== Teks bacaan
Pada sebuah garis
waktu yang
merangkak maju, akan
ada saatnya
kau ingin melompat
mundur pada
titik-titik kenangan
tertentu. Namun
tiada guna, garis waktu
takkan
memperlambat gerakannya
barang
sedetik pun. Ia hanya
mampu maju
dan terus maju. Dan mau
tidak mau,
kita harus ikut
terseret dalam alurnya
Garis waktu adalah
rangkuman dari tulisan-tulisan penulis yang di tuangkan secara sporadis di
berbagai media sosial. Secara kontras pembaca akan cepat memahami bahwa buku
ini merepsentasikan peristiwa-peristiwa penting tentang “aku” dan “kamu”
terlepas kisah ini fakta atau fiktif semata. Menjadi menarik karena kekata yang
dituangkan penuh dengan kesusastraan.
Sesuai judulnya buku
ini tersusun runut secara kronologis berdasarkan bulan dan tahun, mengisahkan
segala cerita tentang “aku dan “kamu” mulai dari masa perkenalan, kasmaran,
patah hati, hingga pengikhlasan. Dan bagi saya, ini salah satu daya tarik buku
ini selain karena kata-kata nya yang puitis.
“Jatuh hati tidak
pernah bisa memilih.
Tuhan yang memilihkan.
Kita hanyalah korban.
Kecewa adalah
konsekuensi.
Bahagia adalah bonus.” (Mei, Tahun Kedua)
“Aku” sebentuk sosok
yang terlanjur mengagumi “Kamu”. Agaknya seperti itulah gambaran awal yang saya
tangkap dari buku ini. mengisahkan sosok “Aku” yang meski diabaikan
berkali-kali tetap berdiri teguh berharap ada secercah harapan yang mungkin
nanti akan terkuak. Benar saja, meski sakit dan kecewa berkali-kali,
perjuangannya pun bermuara sesuai harapan. “Aku” sempat sebahagia itu. Semangat
pagi telah berbeda dari biasanya. Lelah setelah beraktivitas menguap begitu
saja. Hanya dengan seulas pesan di ponsel “Apa Kabar?” Sekarang senyum “Aku”
====
:: Tugas singkat 1 ::
Tentukan apakah setiap pernyataan berikut sesuai dengan ulasan tentang buku Garis Waktu di atas, lalu jawab ya atau tidak dan kutip kata-kata penentunya dari ulasan itu. (a) Buku itu tersusun secara kronologis menurut bulan dan tahun. (b) Tulisan-tulisan yang dirangkum dalam buku itu semula dimuat di satu majalah cetak. (c) Garis waktu dapat memperlambat gerakannya bila seseorang ingin kembali ke kenangan tertentu.
== Data sumber
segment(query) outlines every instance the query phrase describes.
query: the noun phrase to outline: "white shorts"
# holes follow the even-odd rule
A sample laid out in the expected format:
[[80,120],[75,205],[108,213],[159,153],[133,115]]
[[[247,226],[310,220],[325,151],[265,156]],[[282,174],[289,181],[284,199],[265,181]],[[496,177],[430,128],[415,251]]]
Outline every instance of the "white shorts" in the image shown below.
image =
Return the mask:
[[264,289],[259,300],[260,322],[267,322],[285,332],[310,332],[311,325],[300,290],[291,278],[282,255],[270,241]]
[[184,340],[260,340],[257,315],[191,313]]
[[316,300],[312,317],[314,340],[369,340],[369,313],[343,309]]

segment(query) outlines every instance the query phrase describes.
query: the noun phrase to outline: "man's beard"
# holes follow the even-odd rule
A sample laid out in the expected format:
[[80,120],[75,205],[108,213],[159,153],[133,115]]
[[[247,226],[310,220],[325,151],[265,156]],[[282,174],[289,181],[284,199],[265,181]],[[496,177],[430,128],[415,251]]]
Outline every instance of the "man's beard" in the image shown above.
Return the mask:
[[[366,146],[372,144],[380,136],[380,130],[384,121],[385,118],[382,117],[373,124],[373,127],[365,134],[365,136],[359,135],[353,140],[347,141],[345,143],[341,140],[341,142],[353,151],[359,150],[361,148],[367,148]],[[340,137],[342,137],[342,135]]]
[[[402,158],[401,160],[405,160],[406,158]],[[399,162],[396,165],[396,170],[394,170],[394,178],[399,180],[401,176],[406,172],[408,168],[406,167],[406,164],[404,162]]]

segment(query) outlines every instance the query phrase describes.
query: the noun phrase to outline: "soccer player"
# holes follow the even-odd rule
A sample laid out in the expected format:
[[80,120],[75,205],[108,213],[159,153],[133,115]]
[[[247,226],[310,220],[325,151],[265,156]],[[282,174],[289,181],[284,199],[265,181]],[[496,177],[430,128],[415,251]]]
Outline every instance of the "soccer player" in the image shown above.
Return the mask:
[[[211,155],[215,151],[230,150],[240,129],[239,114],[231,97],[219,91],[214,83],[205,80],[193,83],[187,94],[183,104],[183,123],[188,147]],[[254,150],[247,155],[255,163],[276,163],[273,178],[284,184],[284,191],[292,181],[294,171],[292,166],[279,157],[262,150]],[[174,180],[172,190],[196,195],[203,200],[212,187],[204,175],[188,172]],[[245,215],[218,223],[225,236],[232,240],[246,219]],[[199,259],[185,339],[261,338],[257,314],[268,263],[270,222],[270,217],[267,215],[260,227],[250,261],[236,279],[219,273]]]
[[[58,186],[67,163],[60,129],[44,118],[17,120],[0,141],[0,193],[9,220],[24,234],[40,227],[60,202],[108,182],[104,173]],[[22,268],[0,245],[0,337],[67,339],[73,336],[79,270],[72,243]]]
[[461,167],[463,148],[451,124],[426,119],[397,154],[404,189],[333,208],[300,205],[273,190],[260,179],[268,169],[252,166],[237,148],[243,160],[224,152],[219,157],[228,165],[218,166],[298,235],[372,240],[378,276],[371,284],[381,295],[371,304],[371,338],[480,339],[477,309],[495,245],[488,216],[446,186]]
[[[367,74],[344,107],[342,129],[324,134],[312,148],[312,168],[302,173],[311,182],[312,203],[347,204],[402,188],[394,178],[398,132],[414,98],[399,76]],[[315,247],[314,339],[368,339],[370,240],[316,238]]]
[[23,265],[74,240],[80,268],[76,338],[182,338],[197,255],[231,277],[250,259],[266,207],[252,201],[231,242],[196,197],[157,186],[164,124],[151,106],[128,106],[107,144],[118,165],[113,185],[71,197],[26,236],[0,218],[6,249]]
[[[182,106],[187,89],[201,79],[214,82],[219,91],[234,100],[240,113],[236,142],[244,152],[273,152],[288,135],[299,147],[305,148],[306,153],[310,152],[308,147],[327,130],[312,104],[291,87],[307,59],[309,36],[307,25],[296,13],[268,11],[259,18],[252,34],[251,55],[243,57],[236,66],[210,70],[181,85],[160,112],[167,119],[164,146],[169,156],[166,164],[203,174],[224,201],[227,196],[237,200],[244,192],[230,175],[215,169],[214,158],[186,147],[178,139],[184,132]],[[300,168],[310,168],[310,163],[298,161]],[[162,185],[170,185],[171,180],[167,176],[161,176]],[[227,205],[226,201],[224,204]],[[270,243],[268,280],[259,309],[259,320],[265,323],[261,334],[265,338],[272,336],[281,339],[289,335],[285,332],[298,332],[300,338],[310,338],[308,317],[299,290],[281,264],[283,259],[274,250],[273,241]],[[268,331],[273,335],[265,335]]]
====
:: Tugas singkat 2 ::
Tulis ulang baris-baris daftar data di atas, mulai dari awal daftar hingga baris yang memuat "[[316,300],[312,317],[314,340],[369,340],[369,313],[343,309]]", dan tukar "white shorts" dengan "blue jeans". Biarkan bagian lainnya tetap sama.

:: Jawaban tugas 1 ::
(a) Ya: "ini tersusun runut secara kronologis berdasarkan bulan dan tahun"
(b) Tidak: "di tuangkan secara sporadis di berbagai media sosial"
(c) Tidak: "garis waktu takkan memperlambat gerakannya barang sedetik pun"

:: Jawaban tugas 2 ::
segment(query) outlines every instance the query phrase describes.
query: the noun phrase to outline: "blue jeans"
# holes follow the even-odd rule
A sample laid out in the expected format:
[[80,120],[75,205],[108,213],[159,153],[133,115]]
[[[247,226],[310,220],[325,151],[265,156]],[[282,174],[289,181],[284,199],[265,181]],[[496,177],[430,128],[415,251]]]
Outline every instance of the "blue jeans" in the image shown below.
image =
Return the mask:
[[264,289],[259,300],[260,322],[267,322],[285,332],[310,332],[311,325],[300,290],[291,278],[282,255],[270,241]]
[[184,340],[260,340],[257,315],[191,313]]
[[316,300],[312,317],[314,340],[369,340],[369,313],[343,309]]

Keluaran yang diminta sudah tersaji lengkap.